+++ LISTING

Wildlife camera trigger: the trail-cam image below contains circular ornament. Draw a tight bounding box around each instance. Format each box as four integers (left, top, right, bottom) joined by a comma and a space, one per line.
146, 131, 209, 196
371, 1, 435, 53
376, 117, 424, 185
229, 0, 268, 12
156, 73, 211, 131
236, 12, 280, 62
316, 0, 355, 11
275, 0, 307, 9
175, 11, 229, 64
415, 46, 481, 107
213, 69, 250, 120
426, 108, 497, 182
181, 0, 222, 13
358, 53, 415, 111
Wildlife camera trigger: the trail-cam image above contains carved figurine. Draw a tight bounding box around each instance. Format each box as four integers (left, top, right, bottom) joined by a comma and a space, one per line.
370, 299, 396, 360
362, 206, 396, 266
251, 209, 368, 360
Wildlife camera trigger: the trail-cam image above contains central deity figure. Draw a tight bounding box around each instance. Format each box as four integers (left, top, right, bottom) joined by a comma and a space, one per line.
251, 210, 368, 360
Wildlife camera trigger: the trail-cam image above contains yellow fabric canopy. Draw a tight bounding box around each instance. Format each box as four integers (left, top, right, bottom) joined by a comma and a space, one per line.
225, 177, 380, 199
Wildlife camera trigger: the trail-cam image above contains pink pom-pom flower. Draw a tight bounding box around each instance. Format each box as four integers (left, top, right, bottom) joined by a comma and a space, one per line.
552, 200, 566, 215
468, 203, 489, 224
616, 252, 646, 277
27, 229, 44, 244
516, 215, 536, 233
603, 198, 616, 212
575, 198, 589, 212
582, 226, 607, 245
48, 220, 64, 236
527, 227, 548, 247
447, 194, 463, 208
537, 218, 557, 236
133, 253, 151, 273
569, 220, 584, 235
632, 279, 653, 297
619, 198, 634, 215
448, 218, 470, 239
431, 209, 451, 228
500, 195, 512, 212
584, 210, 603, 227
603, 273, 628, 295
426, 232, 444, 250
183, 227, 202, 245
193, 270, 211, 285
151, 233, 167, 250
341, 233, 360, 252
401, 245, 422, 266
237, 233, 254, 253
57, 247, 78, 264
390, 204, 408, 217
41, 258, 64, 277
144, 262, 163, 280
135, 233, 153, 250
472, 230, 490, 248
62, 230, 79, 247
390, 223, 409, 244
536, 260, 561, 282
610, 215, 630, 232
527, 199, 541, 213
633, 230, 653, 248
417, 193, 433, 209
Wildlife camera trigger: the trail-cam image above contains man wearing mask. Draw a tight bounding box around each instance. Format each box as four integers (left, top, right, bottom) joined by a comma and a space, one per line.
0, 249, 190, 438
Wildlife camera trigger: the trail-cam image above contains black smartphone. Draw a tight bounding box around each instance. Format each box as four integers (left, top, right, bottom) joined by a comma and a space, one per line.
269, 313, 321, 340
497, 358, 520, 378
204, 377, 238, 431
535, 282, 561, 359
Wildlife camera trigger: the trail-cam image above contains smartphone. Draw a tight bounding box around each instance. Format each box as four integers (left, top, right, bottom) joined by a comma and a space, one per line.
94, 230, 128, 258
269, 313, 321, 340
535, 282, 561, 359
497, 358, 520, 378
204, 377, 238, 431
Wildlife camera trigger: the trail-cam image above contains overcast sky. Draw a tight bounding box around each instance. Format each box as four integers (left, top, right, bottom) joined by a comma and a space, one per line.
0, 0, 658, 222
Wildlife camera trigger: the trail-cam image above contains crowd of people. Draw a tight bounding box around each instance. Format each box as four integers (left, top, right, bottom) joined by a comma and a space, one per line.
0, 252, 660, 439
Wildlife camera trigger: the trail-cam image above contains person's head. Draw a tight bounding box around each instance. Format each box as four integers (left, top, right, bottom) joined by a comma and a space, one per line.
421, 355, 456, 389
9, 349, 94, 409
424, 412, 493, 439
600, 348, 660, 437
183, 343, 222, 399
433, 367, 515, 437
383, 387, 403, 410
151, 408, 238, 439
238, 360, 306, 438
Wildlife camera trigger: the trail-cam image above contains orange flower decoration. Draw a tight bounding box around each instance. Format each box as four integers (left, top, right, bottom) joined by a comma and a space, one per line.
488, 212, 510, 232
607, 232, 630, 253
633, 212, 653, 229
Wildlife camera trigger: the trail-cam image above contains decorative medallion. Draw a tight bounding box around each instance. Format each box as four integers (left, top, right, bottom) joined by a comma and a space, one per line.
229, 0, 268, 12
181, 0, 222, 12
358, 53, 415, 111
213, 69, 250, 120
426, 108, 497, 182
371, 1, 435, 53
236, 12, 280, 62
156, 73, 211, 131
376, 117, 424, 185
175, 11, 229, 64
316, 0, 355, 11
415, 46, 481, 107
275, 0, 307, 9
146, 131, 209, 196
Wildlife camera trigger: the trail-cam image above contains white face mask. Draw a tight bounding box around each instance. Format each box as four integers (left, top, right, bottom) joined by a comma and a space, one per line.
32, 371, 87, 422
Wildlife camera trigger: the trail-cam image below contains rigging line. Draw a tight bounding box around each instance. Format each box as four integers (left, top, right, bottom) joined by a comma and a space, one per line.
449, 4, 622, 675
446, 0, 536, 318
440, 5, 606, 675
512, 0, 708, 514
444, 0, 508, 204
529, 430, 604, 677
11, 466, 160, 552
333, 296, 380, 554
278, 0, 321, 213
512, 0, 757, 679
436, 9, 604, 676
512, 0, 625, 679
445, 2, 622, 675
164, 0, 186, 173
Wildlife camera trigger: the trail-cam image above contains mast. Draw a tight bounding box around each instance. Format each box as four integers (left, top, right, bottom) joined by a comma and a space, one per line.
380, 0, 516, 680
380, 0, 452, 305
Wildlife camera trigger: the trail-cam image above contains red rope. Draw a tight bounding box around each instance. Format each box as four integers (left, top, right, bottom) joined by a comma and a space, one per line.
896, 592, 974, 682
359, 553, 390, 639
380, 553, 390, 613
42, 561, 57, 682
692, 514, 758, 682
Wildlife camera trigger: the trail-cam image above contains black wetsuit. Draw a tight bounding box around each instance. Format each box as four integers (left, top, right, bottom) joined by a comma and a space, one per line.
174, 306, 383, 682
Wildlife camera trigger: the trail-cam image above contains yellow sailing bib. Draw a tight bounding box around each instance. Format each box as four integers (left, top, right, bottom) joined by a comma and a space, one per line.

++++++

■ WHAT YOU WILL DO: Can you rewrite every line of the records above as a Markdown table with the columns Row and Line, numbering the rows in order and leaving out any blank lines?

■ OUTPUT FOR THIS TASK:
| Row | Line |
|---|---|
| 1 | Wildlife camera trigger: the trail-cam image below contains circular ornament. Draw a tight bounding box around each instance. Format each box as four integers (left, top, right, bottom) joined by a comma and a space, one per line. |
| 2 | 146, 131, 209, 196 |
| 3 | 371, 1, 435, 53 |
| 4 | 376, 117, 424, 185 |
| 5 | 229, 0, 268, 12 |
| 6 | 156, 73, 211, 131 |
| 7 | 236, 12, 280, 62 |
| 8 | 316, 0, 355, 11 |
| 9 | 275, 0, 307, 9 |
| 10 | 175, 11, 229, 64 |
| 11 | 415, 46, 481, 107 |
| 12 | 213, 69, 250, 120 |
| 13 | 426, 108, 497, 182 |
| 14 | 181, 0, 222, 13 |
| 15 | 358, 53, 415, 111 |
| 16 | Wildlife camera trigger: the trail-cam image above contains carved figurine. Draw a tight bounding box around each instance. Format each box as four integers (left, top, right, bottom) joined by a comma and a space, one per line. |
| 17 | 370, 299, 396, 360 |
| 18 | 362, 206, 396, 266 |
| 19 | 251, 209, 368, 360 |
| 20 | Wildlife camera trigger: the trail-cam image above contains central deity figure. Draw a tight bounding box around each instance. Format each box as four integers (left, top, right, bottom) joined by a comma and a space, one per line. |
| 21 | 251, 210, 368, 360 |
| 22 | Wildlife camera trigger: the trail-cam image above contains yellow fabric canopy. Draw a tight bounding box around each instance. Format each box as four integers (left, top, right, bottom) joined by a comma and a space, one per line. |
| 23 | 225, 177, 380, 199 |
| 24 | Wildlife camera trigger: the trail-cam image above contains pink pom-pom flower. Draw a tight bounding box around each instance. Format each box as four integers (left, top, right, bottom) joined by a comma and a space, one per line. |
| 25 | 552, 200, 566, 215 |
| 26 | 468, 203, 489, 224 |
| 27 | 616, 252, 646, 277 |
| 28 | 27, 229, 44, 244 |
| 29 | 516, 215, 536, 233 |
| 30 | 603, 198, 616, 212 |
| 31 | 575, 198, 589, 212 |
| 32 | 582, 226, 607, 245 |
| 33 | 48, 220, 64, 236 |
| 34 | 527, 227, 548, 247 |
| 35 | 447, 194, 463, 208 |
| 36 | 537, 218, 557, 236 |
| 37 | 133, 253, 151, 273 |
| 38 | 569, 220, 584, 235 |
| 39 | 632, 279, 653, 297 |
| 40 | 619, 198, 634, 215 |
| 41 | 448, 218, 470, 239 |
| 42 | 431, 209, 451, 228 |
| 43 | 500, 195, 512, 212 |
| 44 | 584, 210, 603, 227 |
| 45 | 603, 273, 628, 295 |
| 46 | 426, 232, 444, 250 |
| 47 | 183, 227, 202, 245 |
| 48 | 193, 270, 211, 285 |
| 49 | 151, 233, 167, 250 |
| 50 | 341, 233, 360, 252 |
| 51 | 401, 245, 422, 266 |
| 52 | 237, 233, 254, 253 |
| 53 | 57, 247, 78, 264 |
| 54 | 390, 204, 408, 217 |
| 55 | 41, 258, 64, 277 |
| 56 | 144, 262, 163, 280 |
| 57 | 135, 233, 153, 250 |
| 58 | 472, 230, 490, 248 |
| 59 | 62, 230, 79, 247 |
| 60 | 390, 223, 409, 244 |
| 61 | 536, 260, 561, 282 |
| 62 | 610, 215, 630, 232 |
| 63 | 527, 199, 541, 213 |
| 64 | 633, 230, 653, 248 |
| 65 | 417, 193, 433, 209 |
| 66 | Wildlife camera trigger: the trail-cam image above contains man wearing mask. Draw a tight bounding box around each instance. Format each box as four integers (left, top, right, bottom) joined by a comma and a space, one per line. |
| 67 | 0, 249, 190, 438 |
| 68 | Wildlife camera trigger: the trail-cam image above contains black smartphone. Draw a tight bounding box around each instance. Format each box as four integers (left, top, right, bottom) joined by a comma and a space, one per line. |
| 69 | 269, 313, 321, 340 |
| 70 | 497, 358, 520, 378 |
| 71 | 204, 377, 238, 431 |
| 72 | 535, 282, 561, 359 |
| 73 | Wildlife camera trigger: the trail-cam image above contains smartphone. Draw a tight bounding box around each instance. Format each box as four integers (left, top, right, bottom) joined by a comma and a space, one per line. |
| 74 | 94, 230, 128, 258 |
| 75 | 269, 313, 321, 340 |
| 76 | 535, 282, 561, 359 |
| 77 | 497, 358, 520, 378 |
| 78 | 204, 377, 238, 431 |
| 79 | Wildlife camera trigger: the trail-cam image above contains overcast sky. Draw a tight bounding box around each instance. Format each box as four integers (left, top, right, bottom) joined by a comma and a space, one per line. |
| 80 | 0, 0, 658, 222 |
| 81 | Wildlife camera trigger: the trail-cam image above contains crowd of people. Draw a tight bounding box around each instance. Format each box as four integers (left, top, right, bottom) joined by a comma and a space, one per line. |
| 82 | 0, 252, 660, 439 |
| 83 | Wildlife camera trigger: the trail-cam image above contains person's head. Draw a tight bounding box around each instance. Format each box as four integers (left, top, right, bottom) joined by a comma and a space, one per line. |
| 84 | 421, 355, 456, 389 |
| 85 | 9, 349, 94, 409 |
| 86 | 424, 412, 493, 439 |
| 87 | 600, 348, 660, 437 |
| 88 | 183, 343, 222, 399 |
| 89 | 433, 367, 515, 437 |
| 90 | 383, 387, 403, 410 |
| 91 | 151, 408, 238, 439 |
| 92 | 238, 360, 306, 438 |
| 93 | Wildlife camera trigger: the trail-cam image above contains orange flower decoration. Draw a tight bounding box around each instance. Format each box as four integers (left, top, right, bottom) joined by a comma and a space, one per line. |
| 94 | 488, 212, 510, 232 |
| 95 | 607, 232, 630, 253 |
| 96 | 633, 212, 653, 229 |
| 97 | Wildlife camera trigger: the trail-cam image above contains decorative medallion. Draw a tight bounding box around each instance. Format each box as four integers (left, top, right, bottom) joined by a comma and a space, one per line. |
| 98 | 229, 0, 268, 12 |
| 99 | 181, 0, 222, 12 |
| 100 | 358, 53, 415, 111 |
| 101 | 213, 69, 250, 120 |
| 102 | 426, 108, 497, 182 |
| 103 | 371, 1, 435, 53 |
| 104 | 236, 12, 280, 62 |
| 105 | 156, 73, 211, 131 |
| 106 | 376, 117, 424, 185 |
| 107 | 175, 11, 229, 64 |
| 108 | 316, 0, 355, 11 |
| 109 | 415, 46, 481, 107 |
| 110 | 275, 0, 307, 9 |
| 111 | 146, 131, 209, 196 |
| 112 | Wildlife camera trigger: the trail-cam image above contains white face mask. Draw a tight bounding box around each instance. Format each box as four integers (left, top, right, bottom) joined by a comma and a space, one per line. |
| 113 | 32, 371, 87, 422 |
| 114 | Wildlife camera trigger: the trail-cam image below contains rigging line. Draw a tight bounding box around each instance. Format each box as four integers (left, top, right, bottom) joined by a comma and a space, one per line. |
| 115 | 449, 4, 622, 675 |
| 116 | 446, 0, 536, 318 |
| 117 | 440, 5, 606, 675 |
| 118 | 512, 0, 708, 514 |
| 119 | 444, 0, 508, 204 |
| 120 | 529, 430, 604, 677 |
| 121 | 11, 466, 160, 552 |
| 122 | 333, 296, 380, 554 |
| 123 | 278, 0, 321, 213 |
| 124 | 512, 0, 757, 679 |
| 125 | 436, 9, 604, 676 |
| 126 | 512, 0, 625, 679 |
| 127 | 445, 2, 622, 675 |
| 128 | 164, 0, 186, 173 |
| 129 | Wildlife camera trigger: the trail-cam image above contains mast. Draw a tight bounding box around each instance. Format each box as four integers (left, top, right, bottom) joined by a comma and a space, one per line. |
| 130 | 380, 0, 516, 680 |
| 131 | 380, 0, 452, 305 |
| 132 | Wildlife camera trigger: the trail-cam image above contains red rope. Draw a tight bounding box around each instance. Format each box as four integers (left, top, right, bottom) joined by a comma and a space, one per line. |
| 133 | 896, 592, 974, 682 |
| 134 | 359, 553, 390, 639 |
| 135 | 380, 553, 390, 613 |
| 136 | 42, 561, 57, 682 |
| 137 | 692, 514, 758, 682 |
| 138 | Wildlife camera trigger: the trail-cam image above contains black wetsuit. Draw a tight bounding box around each instance. Format each box as four integers (left, top, right, bottom) joined by a comma and a space, one per line. |
| 139 | 174, 306, 383, 682 |
| 140 | Wildlife camera trigger: the trail-cam image above contains yellow sailing bib. Draw a tight bounding box around each instance. Format each box as four integers (left, top, right, bottom) joined by a comma and a space, one per line. |